◆ **DIRECTIVES**
**1)** Translate this sentence from the deck tile thread into Spanish: "You do NOT want to use pressure treated plywood as the decking."
**2)** In the deck tile thread, how many posts does JazMan guess the deck would require?
**3)** Carry on the deck tile thread from its last sentence.

◆ **SOURCE EXTRACT**
---*---
# Outdoor tile on deck?



## JazMan (Feb 17, 2007)

Ian,

If you have to explain methods and products to the contractor, you're talking to the wrong contractor. 

Your plans on how to build this deck for tile are wrong. First of all remember that the surface in the end must be sloped at least 1/4" per ft. for runoff. I like the idea of 2x10, you might even consider 2x12? Make sure you don't over span the joists, you'll need a mid-point support. 

You do NOT want to use pressure treated plywood as the decking. Use 3/4" or thicker t&g subflooring plywood. It'll say something like 'exposure 1', the plies are laminated using exterior grade glues. Over the plywood you laminate cement backer board using the recommended thinset mortar and fastners etc. Finally install Ditra per Schluter's directions. 

No doubt you'll have more questions, so lets hear them.

Jaz


----------



## ixs0792 (Aug 2, 2007)

Okay, here is the rough sketch of my plan. I've already dug the four post holes so I would hate to fill in 4' deep holes and start chipping through the rock again. 

Since the deck touches the house on two sides and I have the two beams I figured 2x10" on 12" centers joists should be more than enough. 

I was skeptical that the standard pressure treated plywood would make good sub-flooring, thanks for the input. As for the backer board would you recommend 1/4" or 1/2"? 

I've read some sites where people use the Schluter DITRA directly on top of the plywood. Does this work? It seems like you would need some sort of rigid support under the Ditra. 

With that thought I've been debating going with 1/4" backer board and Ditra, or 1/2" backer board and a rubber membrane under the tile. Which do you think will be more likely to last for the next 20 years?

Ian


----------



## JazMan (Feb 17, 2007)

I don't think that is going to be structurally good enough for tile. And only 4 posts? I think the main weakness is the two sides not attached to your house. Way too much overhang, very flimsy. The 3 short sides of the oct. will be very weak, especially the one on the lower right of the sketch. I'm guessing that deck would require about 9 posts if placed in the proper locations, maybe more because of the shape. 

Ditra is installed over plywood for interior floors, but you must install an outdoor rated cement backer board for exterior. There are many more details for this type of installation. One is the installation of movement/ expansion joists around the perimeter AND in the field every 8-12 ft. in both directions of course. 

I haven't found a 1/4" backer board I like for outdoor use. Durock makes a nice 5/16 and Permabase I think has a very good 3/8". Half inch is fine and may be easier to find? 

Jaz


----------



## ixs0792 (Aug 2, 2007)

About the post/load issue. Everywhere I read and people I talk to I say that 2x10" can span 16' when used at 1' centers for exterior decks. With this plan the maximum span (going with the span + 2 * the cantilever) is 12'. Looking through the Southern Pine span tables they rate 2x10" joists with a 20SPF dead load and a 60PSF live load 16+ feet. If I bump up the joists to 2x12" this would be >20' spans under the same loads.
---*---
◆ **SUPPLIED INFORMATION**

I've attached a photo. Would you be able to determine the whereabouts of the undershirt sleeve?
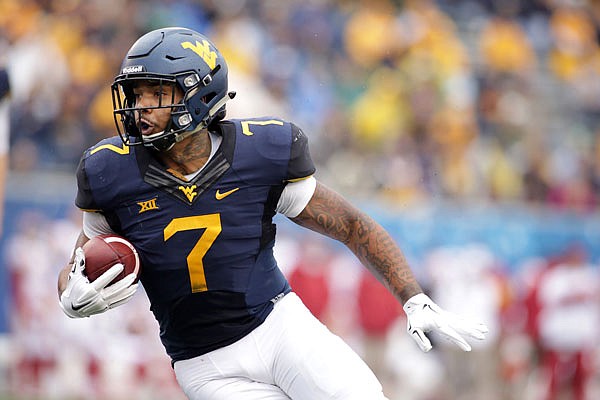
---*---
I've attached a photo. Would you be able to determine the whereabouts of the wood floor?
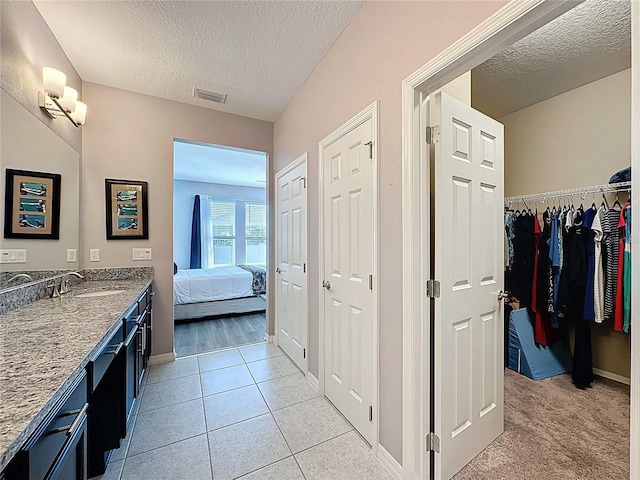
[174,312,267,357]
---*---
◆ **TASK-BY-TASK ANSWERS**
**1)** NO le conviene usar contrachapado tratado a presión como tablero de la terraza.

**2)** About 9 posts, maybe more because of the shape.

**3)**
To me this seems like it would be more than enough support for my family deck. 

As for the backer board the only advantage with 1/4" over the 1/2" is the dead weight. The 1/2" costs minimally more and seems like a better idea. 

So if I change the plan to 2x12" joists over the same four posts, 3/4" T&G "exposure 1" plywood, 1/2" backer board, ditra, and then the tiles. Do you think this would work? 

Thanks for your help. 

Ian


----------



## Barron911 (Feb 1, 2010)

*Outdoor tile on deck*

I would like to do the same and I saw on the show "Rock Solid" they used a product made for this and was the same as light weight concrete floor. It a metal corigated material and its a little smaller the the commercial stuff. Im going to try and find it.


----------



## poppameth (Oct 2, 2008)

http://www.tiproboard.com

You still need a good starting structure though.


----------



## Barron911 (Feb 1, 2010)

*Thanks*

Thanks you, just found this also. BB


----------



## RegeSullivan (Dec 8, 2006)

I am not a tile guy but I can tell you with certainty that ¼ inch per foot will give you a 4 inch drop over 16 feet and it will be noticeable on a raised structure. Most paver manufacturers suggest 1/32 to 1/16 inch per foot so it seems to me ¼ per foot is not necessary. I think scaling back to 1/8 will still be overkill for your outdoor project but not noticeable enough to make it look and feel bad.



Rege


----------



## Bud Cline (Mar 12, 2006)

Ian,

I think you are looking at span tables that show minimums for live load/dead load characteristics but where is your criteria for deflection of same? Two by tens spanning sixteen feet may not meet the deflection requirements. Two by twelves spanning twenty feet may contain the same deflection issues.

If you are using ceramic tile your deflection cannot exceed 1/360, with stone tile 1/720.

I agree a 1/4" per foot slope isn't necessary in this case, that would show terribly. Typically the 1/4" slope is for shower receptor drainage and is a plumbing code thing for efficiently egressing liquids. A deck such as this with no raised lips on the edge to serve as dams wouldn't require much slope at all. Water will fall off the edges immediately. If anything I would slightly crown the center to assure against winter time pooling of water but beyond that - screw it.

The cantilever is however also a concern of mine. I think I would shorten that up some.


----------



## ChrisDIY (Feb 1, 2010)

Any photos of finished deck?


----------



## tcesni (Feb 26, 2012)

I used the TI Proboard corrugated system two years ago on a 500 sq ft raised deck and it has turned into a complete disaster. I used a slate tile, Starquartz acrylic grout and then sealed the deck. Water has penetrated the slate, the grout refused to cure (I re-grouted once) and this spring I am going to take off all the tile and start over. I would like to keep the TI Proboard in place and put something over the top because there are a billion screws in the Proboard. I am certainly open to suggestions.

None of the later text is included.